··· Excerpt to read ···

First: Marc, get well soon, that’s an order, not a request!
Second: Reg, thanks for finding that article and posting it. It offers a solid look at the inside of living in the military. I too was born and raised in the Army and enlisted in ’69 for my own “career” although that didn’t pan out because of a rather significant hearing loss. But, the same things that made Wight a liberal, made me a conservative.
(My father was an army officer.)…Growing up in, or at least amid, the Army helped make me a liberal — not because I reacted against my environment, but because I absorbed its values. If all of America were more like the Army, it would be a better country.
My dad too was a career soldier. Fought in three wars, WWII, Korea and Vietnam (one of the early ones ’61-’62 under Kennedy) and retired after 32 years as a full bird. Everything that wright said is true but his learning experience was somewhat different than mine. I suspect that it was the details (…”The devil is in the details”…) paid attention to that account for the differing positions vis-a-vis political stances. Again, thanks for finding that. Dad died in 2000, and old soldier that he was, his gruffness and his love is missed.
What got wiped out by moderation:
I wanted to correct myself but my post was “on moderation†– I was under the genuine impression that all non-Catholic Irish were considered “Ulster Irish†– and I think his mother was a protestant, though I don’t know.
What I said before:
Stan Goff, as I recall, points out in his book Full Spectrum Disorder, that military life was part of what converted him to socialism. Military bases are in many ways, cornucopian socialistcolonies..abundant commons, economic planning, egalitrain housing schemes, etc. Outside of the Boykin crowd, most military members are actually, at least socially, quite progressive. They need to be.
Reg your status on post depends on whether you are “Cadre” (Perm. Party) or a member of a “Hosted” Unit. For Example – when I was assigned to NSA I was assigned to the US Army Security Agency Liason Unit at Fort George G. Meade, MD. PP’s there were in HQ First Army – the Host Unit. Hope that clears it up.
rlc – apparently my posting status is a member of a “Hosted” Unit, thanks to MC and RP. And the last time some guy told me “Drop and give me twenty!”, he’d snuck up behind me with a gun. Everything’s crystal clear.
And, since Marc is still indisposed, I’m going to suggest that anyone who wants to read a couple of very good posts on current stuff check out richard’s two latest “elsewhere”. One is on the Pelosi “Syrian Visit Scandal” and the other on AttorneyGate – wherein Orrin Hatch is shown to be an incredibly disingenuous guy ( to put it politely and avoid impolite stuff like “lying scumbag”, etc.)

··· Entries shown ···

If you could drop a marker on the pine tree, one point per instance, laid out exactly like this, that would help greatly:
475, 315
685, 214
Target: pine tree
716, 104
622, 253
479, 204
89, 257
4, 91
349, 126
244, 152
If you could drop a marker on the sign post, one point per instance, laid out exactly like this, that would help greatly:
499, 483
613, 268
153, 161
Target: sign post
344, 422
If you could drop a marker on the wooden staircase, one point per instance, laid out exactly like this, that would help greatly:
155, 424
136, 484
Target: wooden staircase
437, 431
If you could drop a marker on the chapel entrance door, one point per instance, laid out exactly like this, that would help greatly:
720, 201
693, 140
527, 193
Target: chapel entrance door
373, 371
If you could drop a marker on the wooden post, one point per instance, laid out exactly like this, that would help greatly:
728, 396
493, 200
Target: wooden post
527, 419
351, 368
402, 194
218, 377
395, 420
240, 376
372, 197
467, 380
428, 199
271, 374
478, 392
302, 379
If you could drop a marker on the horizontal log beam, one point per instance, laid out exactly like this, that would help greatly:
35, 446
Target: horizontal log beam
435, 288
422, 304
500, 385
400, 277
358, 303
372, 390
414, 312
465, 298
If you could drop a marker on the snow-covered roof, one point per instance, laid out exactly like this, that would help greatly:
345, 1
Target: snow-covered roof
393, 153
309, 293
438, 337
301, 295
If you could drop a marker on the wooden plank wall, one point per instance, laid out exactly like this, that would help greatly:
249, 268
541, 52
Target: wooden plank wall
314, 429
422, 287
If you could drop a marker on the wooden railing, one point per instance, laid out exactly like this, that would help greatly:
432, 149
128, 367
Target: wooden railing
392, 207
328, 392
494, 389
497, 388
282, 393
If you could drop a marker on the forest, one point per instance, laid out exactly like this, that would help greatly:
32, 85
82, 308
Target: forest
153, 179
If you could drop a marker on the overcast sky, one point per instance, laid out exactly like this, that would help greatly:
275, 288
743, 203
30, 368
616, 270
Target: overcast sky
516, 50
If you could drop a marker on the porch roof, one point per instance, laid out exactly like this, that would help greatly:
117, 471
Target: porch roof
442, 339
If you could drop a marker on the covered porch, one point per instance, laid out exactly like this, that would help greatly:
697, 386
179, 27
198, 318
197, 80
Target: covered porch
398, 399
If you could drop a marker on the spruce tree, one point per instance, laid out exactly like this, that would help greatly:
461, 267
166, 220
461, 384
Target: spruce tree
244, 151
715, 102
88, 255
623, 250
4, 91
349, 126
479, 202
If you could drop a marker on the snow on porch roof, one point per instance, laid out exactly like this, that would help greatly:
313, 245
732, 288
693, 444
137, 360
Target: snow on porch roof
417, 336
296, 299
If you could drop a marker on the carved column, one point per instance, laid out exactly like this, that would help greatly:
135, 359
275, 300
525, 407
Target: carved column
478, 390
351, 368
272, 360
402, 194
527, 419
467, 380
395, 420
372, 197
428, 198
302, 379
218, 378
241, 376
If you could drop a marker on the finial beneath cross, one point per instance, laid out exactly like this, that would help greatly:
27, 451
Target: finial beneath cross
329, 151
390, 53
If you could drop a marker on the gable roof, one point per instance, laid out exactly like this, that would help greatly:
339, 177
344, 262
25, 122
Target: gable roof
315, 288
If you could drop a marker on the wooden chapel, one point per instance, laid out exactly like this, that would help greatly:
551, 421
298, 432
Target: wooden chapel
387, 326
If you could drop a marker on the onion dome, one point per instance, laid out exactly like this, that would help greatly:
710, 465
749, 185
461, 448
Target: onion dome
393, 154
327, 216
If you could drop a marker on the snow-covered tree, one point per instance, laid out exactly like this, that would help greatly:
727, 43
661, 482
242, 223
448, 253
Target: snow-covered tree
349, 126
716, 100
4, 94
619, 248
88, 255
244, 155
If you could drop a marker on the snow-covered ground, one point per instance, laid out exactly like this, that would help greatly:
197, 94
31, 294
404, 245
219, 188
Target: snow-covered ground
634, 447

···

- Problem set -
**1.** Edit the comment thread on military life between "rlc – apparently" and "Everything’s crystal clear.", inclusive, replacing "crystal clear" with "perfectly clear", and give that passage.
**2.** Pick up the comment thread on military life at the point where it stops and continue it.
None of the data is needed for what comes next.

- Exercise answers -
**1.**
rlc – apparently my posting status is a member of a “Hosted” Unit, thanks to MC and RP. And the last time some guy told me “Drop and give me twenty!”, he’d snuck up behind me with a gun. Everything’s perfectly clear.

**2.**
Really good commentary that yields factual info I, for one, didn’t know…and easily available to anyone who clicks on my alleged name, above. (I’ve been tending to cut, paste, link and post cute and/or snarky pics recently – Richard actually writes stuff. Stuff that deserves to be read.)
Also, GMR – thanks for the thanks. I’ve noticed that a certain “liberalism” sneaks out of your reactionary crust occasionally (I say “reactionary” because pushing the “Bush 2004″ bandwagon in the face of enormous evidence of supreme incompetence and dishonesty wasn’t a “conservative” position IMHO, it was blind contempt for a perceived liberal “enemy”, no matter what the cost to our country) and I’d attribute those moments of slippage to precisely what Wright discusses in his article.
I think McCain is getting a bad rap for taking 100 soldiers and two Apache helicopters along with him for the Baghdad walkabout. After all, he took the great risk that those helicopters would get shot down and land on his head.
Reg I just read over at TPM (rapidly becoming indespensible for anyone trying to keep up with events) that Orrin Hatch now says he got confused. He was referring to Alan Bernsin – a classmate of Bill at Yale who was a Law Prof with little prosecutorial experience and did head up the Clinton for President campaign in Southern California. He later resigned as US Attorney in Sad Diego to become Superintendent of Schools for that city.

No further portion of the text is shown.